(GOAL OF THE EXERCISE):
Pick out every line in the records below that contains the string "given", and copy each of those lines in full.

(PROVIDED RECORDS):

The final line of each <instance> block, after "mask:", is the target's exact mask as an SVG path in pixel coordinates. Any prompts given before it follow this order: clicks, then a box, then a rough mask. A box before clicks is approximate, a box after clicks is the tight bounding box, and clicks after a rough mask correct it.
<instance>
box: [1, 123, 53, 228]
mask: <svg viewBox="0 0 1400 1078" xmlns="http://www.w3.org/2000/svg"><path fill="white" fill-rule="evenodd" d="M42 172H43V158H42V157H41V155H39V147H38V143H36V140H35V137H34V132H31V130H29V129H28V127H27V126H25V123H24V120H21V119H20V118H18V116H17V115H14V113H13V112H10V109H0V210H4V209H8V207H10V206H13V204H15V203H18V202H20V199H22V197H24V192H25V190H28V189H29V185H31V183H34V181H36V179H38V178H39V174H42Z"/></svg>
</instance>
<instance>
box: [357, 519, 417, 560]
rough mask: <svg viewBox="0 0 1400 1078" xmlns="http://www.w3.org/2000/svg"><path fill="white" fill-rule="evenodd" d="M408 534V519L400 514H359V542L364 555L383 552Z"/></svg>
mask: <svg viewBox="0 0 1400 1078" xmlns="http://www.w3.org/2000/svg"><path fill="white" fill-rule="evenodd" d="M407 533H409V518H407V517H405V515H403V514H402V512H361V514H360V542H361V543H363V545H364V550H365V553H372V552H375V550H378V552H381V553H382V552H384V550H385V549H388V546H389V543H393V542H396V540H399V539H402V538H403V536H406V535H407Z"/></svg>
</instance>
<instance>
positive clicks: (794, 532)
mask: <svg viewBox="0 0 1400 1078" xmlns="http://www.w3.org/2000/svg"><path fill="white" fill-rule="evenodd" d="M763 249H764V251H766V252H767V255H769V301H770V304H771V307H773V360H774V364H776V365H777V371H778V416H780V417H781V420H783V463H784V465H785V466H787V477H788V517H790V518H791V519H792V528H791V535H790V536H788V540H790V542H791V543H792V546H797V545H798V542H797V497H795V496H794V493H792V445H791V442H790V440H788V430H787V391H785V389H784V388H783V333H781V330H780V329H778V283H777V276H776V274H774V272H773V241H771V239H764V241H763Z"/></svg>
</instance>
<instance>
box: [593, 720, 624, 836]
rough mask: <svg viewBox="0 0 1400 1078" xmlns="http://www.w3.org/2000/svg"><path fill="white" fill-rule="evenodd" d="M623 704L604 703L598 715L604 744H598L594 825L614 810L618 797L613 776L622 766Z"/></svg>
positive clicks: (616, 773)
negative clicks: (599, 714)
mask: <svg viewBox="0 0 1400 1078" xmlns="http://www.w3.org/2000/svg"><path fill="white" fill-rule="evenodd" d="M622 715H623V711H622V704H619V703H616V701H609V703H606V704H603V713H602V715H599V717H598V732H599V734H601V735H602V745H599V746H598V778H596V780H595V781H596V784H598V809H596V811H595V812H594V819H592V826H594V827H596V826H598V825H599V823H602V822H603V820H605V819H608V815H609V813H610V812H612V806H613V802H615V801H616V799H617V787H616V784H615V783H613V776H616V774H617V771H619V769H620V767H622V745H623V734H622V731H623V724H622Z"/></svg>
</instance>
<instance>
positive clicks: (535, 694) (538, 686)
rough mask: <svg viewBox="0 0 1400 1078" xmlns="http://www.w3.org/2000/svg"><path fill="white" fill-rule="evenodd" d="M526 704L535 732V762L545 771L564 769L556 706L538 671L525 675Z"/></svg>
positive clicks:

--

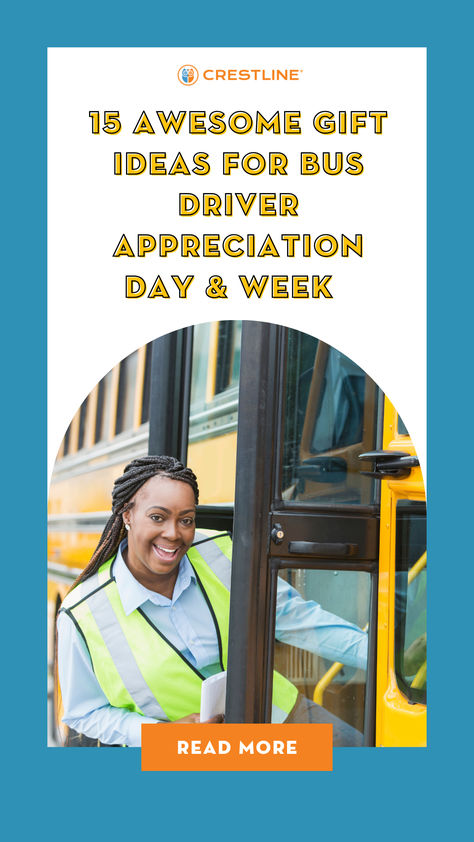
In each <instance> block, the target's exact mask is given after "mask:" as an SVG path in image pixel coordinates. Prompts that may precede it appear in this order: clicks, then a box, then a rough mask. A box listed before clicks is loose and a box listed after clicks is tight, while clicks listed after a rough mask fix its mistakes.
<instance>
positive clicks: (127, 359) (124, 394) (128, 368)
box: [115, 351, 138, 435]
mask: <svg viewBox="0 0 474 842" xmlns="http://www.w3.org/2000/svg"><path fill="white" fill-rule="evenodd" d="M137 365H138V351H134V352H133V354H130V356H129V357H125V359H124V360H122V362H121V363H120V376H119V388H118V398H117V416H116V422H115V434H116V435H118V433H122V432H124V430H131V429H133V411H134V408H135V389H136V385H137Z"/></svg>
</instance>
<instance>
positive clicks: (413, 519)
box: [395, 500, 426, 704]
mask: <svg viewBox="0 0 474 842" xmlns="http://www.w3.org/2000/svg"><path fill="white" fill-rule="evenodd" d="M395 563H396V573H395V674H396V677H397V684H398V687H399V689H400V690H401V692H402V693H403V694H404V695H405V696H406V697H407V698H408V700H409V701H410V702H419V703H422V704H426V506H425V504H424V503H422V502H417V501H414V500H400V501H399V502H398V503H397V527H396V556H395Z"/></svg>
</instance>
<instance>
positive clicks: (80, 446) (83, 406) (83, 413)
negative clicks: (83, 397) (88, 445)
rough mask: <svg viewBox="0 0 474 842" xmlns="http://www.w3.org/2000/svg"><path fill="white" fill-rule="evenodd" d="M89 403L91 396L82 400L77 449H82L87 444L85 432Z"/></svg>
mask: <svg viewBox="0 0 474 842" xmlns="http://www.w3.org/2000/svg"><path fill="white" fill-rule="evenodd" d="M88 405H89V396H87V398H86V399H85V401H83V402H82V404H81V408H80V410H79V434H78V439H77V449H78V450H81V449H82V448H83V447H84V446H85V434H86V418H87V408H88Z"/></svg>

...

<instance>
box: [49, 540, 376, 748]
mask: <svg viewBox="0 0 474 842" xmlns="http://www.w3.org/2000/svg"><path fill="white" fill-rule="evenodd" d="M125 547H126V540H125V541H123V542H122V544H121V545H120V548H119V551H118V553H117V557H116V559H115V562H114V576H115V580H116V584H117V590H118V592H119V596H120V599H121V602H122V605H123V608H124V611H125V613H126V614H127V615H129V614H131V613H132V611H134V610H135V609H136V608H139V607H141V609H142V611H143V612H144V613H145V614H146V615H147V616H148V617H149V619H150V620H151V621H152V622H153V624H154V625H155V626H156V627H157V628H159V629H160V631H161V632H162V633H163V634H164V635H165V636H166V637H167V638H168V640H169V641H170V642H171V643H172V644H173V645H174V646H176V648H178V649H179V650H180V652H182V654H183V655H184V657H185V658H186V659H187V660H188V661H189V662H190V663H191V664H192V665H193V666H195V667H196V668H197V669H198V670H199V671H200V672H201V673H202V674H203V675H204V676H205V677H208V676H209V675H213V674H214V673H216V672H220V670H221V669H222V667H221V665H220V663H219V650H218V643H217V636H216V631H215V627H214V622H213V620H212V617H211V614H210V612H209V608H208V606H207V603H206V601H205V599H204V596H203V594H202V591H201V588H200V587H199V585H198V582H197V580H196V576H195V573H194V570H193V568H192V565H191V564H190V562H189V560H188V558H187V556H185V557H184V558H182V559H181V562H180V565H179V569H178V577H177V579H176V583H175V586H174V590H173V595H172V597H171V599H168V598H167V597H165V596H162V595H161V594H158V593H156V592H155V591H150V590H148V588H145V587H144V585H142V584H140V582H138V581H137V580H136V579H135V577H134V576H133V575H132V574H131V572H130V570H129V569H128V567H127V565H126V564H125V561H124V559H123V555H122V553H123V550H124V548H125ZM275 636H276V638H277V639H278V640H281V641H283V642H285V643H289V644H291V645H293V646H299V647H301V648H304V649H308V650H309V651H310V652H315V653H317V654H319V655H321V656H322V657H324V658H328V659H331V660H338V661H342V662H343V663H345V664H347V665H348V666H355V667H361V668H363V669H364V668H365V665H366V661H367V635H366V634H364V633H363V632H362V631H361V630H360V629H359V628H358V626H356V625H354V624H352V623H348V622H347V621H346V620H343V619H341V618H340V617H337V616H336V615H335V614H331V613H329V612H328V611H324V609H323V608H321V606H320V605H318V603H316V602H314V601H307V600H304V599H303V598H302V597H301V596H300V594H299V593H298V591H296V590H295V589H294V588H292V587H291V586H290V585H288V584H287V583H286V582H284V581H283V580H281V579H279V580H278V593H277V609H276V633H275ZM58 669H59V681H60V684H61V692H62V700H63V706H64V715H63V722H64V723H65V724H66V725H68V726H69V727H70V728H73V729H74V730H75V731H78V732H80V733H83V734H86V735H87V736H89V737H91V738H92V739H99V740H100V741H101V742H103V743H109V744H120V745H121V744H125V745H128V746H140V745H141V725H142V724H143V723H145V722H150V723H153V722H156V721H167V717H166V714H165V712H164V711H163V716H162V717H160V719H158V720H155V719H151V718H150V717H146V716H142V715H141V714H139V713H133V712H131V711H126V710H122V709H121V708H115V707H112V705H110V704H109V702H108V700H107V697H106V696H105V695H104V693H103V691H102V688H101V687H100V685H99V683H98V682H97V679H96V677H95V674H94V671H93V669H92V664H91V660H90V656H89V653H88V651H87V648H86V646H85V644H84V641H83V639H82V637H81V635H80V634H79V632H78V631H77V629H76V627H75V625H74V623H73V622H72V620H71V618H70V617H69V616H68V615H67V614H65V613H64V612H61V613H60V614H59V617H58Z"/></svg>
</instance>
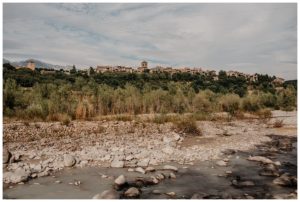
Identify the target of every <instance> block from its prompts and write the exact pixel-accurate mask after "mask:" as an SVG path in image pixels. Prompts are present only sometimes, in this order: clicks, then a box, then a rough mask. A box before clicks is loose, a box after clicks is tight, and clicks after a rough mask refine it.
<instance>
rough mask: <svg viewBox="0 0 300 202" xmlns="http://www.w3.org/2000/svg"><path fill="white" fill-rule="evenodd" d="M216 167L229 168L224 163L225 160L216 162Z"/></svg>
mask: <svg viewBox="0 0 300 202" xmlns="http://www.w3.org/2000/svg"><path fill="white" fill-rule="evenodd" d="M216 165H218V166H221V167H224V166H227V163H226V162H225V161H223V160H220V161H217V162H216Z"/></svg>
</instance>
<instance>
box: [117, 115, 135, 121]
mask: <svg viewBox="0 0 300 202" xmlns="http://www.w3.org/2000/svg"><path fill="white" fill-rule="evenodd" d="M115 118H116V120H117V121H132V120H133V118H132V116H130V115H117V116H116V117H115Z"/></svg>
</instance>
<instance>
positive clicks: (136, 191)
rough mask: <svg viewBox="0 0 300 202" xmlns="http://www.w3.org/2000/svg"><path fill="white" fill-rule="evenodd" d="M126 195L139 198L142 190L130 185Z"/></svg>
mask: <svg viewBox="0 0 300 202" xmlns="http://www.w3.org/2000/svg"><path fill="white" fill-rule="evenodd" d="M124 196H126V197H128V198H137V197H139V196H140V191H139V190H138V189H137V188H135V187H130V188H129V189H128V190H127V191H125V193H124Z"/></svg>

(COMPLETED TASK):
The final line of each <instance> block, after "mask:", is the target's exact mask as an SVG path in pixel coordinates. Any prompts given before it follow this order: clicks, then a box, then a rough mask. A box before clicks is approximate, a box after clicks is the tight bounding box, and clicks after a rough mask correct it.
In each <instance> block, the target's exact mask is given after "mask:" as an SVG path in image pixel coordinates. Prompts that may precede it appear in this order: clicks, then a box, then a rough mask. A box listed before clicks is loose and a box listed after clicks is tight, while clicks listed after a rough mask fix its mistakes.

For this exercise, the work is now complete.